▶ TASK DIRECTIONS
Copy out every line holding the string "otter" from the records below.

▶ DATA FOR THE TASK

*** Block opens ***

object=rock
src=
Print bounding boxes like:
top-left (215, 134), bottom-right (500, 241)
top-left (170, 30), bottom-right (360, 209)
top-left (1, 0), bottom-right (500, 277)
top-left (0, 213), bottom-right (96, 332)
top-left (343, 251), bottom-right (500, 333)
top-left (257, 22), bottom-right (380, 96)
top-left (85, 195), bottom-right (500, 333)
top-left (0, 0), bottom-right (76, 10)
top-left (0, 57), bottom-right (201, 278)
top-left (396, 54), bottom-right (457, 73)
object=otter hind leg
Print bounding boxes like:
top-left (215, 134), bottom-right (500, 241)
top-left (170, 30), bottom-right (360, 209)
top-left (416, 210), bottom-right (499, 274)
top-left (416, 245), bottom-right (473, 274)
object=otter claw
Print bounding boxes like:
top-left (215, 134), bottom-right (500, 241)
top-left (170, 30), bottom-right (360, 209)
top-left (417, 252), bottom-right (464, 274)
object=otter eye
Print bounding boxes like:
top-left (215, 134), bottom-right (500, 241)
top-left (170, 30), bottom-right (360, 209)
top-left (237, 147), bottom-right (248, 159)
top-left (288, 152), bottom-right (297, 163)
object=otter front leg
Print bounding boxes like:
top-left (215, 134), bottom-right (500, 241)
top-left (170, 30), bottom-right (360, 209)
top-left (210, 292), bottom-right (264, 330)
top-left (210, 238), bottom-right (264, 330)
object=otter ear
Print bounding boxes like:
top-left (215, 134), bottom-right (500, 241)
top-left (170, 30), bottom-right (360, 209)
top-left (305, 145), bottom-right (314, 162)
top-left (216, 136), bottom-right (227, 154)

*** Block closes ***

▶ SOLUTION TO THE EXERCISE
object=otter hind leg
object=otter claw
object=otter eye
object=otter front leg
object=otter ear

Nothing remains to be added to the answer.